Your objective => The entries are to be output in full, word for word.

Task data =>
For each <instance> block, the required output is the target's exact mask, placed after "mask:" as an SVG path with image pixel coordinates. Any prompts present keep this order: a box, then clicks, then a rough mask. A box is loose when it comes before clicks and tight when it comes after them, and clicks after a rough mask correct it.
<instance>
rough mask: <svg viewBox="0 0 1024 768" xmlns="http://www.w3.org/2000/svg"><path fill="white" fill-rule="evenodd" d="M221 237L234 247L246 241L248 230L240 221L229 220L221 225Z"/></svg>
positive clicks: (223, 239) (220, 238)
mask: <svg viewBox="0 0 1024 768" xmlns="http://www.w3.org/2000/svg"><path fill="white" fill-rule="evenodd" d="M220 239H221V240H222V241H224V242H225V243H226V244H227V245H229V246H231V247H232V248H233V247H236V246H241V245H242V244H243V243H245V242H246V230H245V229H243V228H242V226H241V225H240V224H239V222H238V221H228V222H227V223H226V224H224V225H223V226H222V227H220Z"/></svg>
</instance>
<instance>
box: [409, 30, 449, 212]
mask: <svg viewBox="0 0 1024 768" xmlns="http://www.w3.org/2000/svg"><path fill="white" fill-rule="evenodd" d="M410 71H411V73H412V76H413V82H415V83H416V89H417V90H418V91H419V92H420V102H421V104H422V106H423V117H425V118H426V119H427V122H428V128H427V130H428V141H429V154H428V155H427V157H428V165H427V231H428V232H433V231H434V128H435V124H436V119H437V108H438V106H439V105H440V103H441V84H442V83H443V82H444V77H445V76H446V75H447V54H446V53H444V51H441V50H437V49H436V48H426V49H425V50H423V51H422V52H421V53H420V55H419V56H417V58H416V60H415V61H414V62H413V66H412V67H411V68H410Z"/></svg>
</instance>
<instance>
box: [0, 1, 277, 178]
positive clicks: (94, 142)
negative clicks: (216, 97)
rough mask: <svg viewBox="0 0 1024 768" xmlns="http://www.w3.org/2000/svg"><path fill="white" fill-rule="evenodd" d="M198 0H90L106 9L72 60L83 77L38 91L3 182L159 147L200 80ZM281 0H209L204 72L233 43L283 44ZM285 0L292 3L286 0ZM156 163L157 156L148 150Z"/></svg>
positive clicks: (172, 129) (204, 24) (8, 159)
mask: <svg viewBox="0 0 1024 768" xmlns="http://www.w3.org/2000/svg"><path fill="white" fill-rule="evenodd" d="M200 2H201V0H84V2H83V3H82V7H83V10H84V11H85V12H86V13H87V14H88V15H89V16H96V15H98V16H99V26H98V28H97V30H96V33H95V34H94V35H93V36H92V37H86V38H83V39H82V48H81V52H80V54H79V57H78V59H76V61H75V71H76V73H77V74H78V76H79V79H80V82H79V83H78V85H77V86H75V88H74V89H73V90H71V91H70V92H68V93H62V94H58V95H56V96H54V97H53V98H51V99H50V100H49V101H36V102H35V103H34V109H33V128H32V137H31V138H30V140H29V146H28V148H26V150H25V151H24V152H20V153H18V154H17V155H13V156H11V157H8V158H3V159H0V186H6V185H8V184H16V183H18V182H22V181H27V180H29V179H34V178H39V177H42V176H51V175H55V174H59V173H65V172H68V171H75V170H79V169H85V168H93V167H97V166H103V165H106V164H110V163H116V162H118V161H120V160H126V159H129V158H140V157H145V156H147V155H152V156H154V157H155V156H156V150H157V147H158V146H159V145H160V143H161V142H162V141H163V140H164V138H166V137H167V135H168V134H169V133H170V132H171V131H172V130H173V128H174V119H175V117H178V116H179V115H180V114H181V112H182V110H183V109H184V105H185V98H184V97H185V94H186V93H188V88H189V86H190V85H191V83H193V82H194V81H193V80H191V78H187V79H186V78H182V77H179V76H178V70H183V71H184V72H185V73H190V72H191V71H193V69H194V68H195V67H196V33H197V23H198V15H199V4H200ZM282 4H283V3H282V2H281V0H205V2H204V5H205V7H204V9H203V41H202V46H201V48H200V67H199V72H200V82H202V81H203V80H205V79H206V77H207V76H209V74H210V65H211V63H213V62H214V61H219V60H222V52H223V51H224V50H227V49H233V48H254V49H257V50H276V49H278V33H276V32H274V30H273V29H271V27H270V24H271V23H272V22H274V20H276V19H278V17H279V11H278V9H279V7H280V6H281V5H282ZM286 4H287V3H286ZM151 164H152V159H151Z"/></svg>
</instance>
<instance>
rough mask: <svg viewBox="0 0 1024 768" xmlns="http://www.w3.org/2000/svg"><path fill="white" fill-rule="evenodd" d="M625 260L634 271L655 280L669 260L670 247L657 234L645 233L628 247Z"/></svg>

Result for this task =>
For each <instance> block, the required output is the target's exact mask, placed after "mask:" as an SVG path with image pixel coordinates. Any prompts present keep this order: a box, then clicks, then a rough mask. A box is loose when it comes before clicks and tight when it comes after them, and clicks after a rough mask correct it.
<instance>
rough mask: <svg viewBox="0 0 1024 768" xmlns="http://www.w3.org/2000/svg"><path fill="white" fill-rule="evenodd" d="M221 237L234 247L246 241L248 230L240 221L229 220L221 225Z"/></svg>
positive clicks: (223, 239) (220, 238)
mask: <svg viewBox="0 0 1024 768" xmlns="http://www.w3.org/2000/svg"><path fill="white" fill-rule="evenodd" d="M220 239H221V240H222V241H224V242H225V243H226V244H227V245H229V246H231V247H232V248H233V247H236V246H241V245H242V244H243V243H245V242H246V230H245V229H243V228H242V226H241V225H240V224H239V222H238V221H228V222H227V223H226V224H224V225H223V226H222V227H220Z"/></svg>
</instance>
<instance>
box: [409, 30, 449, 212]
mask: <svg viewBox="0 0 1024 768" xmlns="http://www.w3.org/2000/svg"><path fill="white" fill-rule="evenodd" d="M410 71H411V73H412V76H413V82H415V83H416V89H417V90H418V91H419V92H420V102H421V104H422V106H423V117H425V118H426V119H427V122H428V128H427V130H428V141H429V154H428V155H427V157H428V165H427V231H428V232H433V231H434V128H435V124H436V119H437V108H438V106H439V105H440V103H441V84H442V83H443V82H444V77H445V76H446V75H447V54H446V53H444V51H441V50H437V49H436V48H426V49H425V50H423V51H422V52H421V53H420V55H419V56H417V58H416V60H415V61H414V62H413V66H412V67H411V68H410Z"/></svg>
</instance>
<instance>
box: [0, 1, 277, 178]
positive clicks: (94, 142)
negative clicks: (216, 97)
rough mask: <svg viewBox="0 0 1024 768" xmlns="http://www.w3.org/2000/svg"><path fill="white" fill-rule="evenodd" d="M198 0H90L106 9L72 60L83 77L38 91L3 182L159 147L200 80ZM281 0H209L204 72L233 43L283 44ZM285 0L292 3L286 0ZM156 163L157 156L148 150Z"/></svg>
positive clicks: (172, 129) (204, 24) (8, 159)
mask: <svg viewBox="0 0 1024 768" xmlns="http://www.w3.org/2000/svg"><path fill="white" fill-rule="evenodd" d="M200 2H201V0H84V2H83V3H82V7H83V10H84V11H85V12H86V13H87V14H88V15H89V16H96V15H98V16H99V26H98V28H97V30H96V33H95V34H94V35H93V36H92V37H86V38H83V39H82V48H81V52H80V54H79V57H78V59H76V61H75V71H76V73H77V74H78V76H79V79H80V82H79V83H78V85H77V86H75V88H74V89H73V90H71V91H70V92H68V93H62V94H58V95H56V96H54V97H53V98H51V99H50V100H49V101H36V102H35V103H34V109H33V128H32V137H31V138H30V140H29V146H28V148H26V150H25V151H24V152H20V153H18V154H17V155H13V156H11V157H8V158H3V159H0V186H6V185H8V184H16V183H18V182H22V181H27V180H29V179H34V178H39V177H42V176H51V175H55V174H59V173H65V172H68V171H75V170H79V169H85V168H93V167H97V166H103V165H106V164H110V163H116V162H118V161H120V160H126V159H129V158H140V157H145V156H147V155H152V156H154V157H155V156H156V150H157V147H158V146H159V145H160V143H161V142H162V141H163V140H164V138H166V137H167V135H168V134H169V133H170V132H171V131H172V130H173V128H174V119H175V117H178V116H179V115H180V114H181V112H182V110H183V109H184V105H185V98H184V97H185V94H186V93H188V88H189V86H190V85H191V83H193V82H194V81H193V80H191V78H187V79H186V78H182V77H179V76H178V70H183V71H184V72H185V73H190V72H191V71H193V69H194V68H195V67H196V33H197V23H198V15H199V4H200ZM282 4H283V3H282V2H281V0H205V2H204V5H205V7H204V9H203V41H202V46H201V48H200V67H199V72H200V82H202V81H203V80H205V79H206V77H207V76H209V74H210V65H211V63H213V62H214V61H219V60H222V52H223V51H224V50H227V49H233V48H254V49H257V50H276V49H278V33H276V32H274V30H273V29H271V27H270V24H271V23H272V22H274V20H276V19H278V17H279V11H278V9H279V7H280V6H281V5H282ZM286 4H287V3H286ZM151 164H152V159H151Z"/></svg>
</instance>
<instance>
rough mask: <svg viewBox="0 0 1024 768" xmlns="http://www.w3.org/2000/svg"><path fill="white" fill-rule="evenodd" d="M625 260L634 271L655 280L669 260L670 247L657 234L645 233L628 247Z"/></svg>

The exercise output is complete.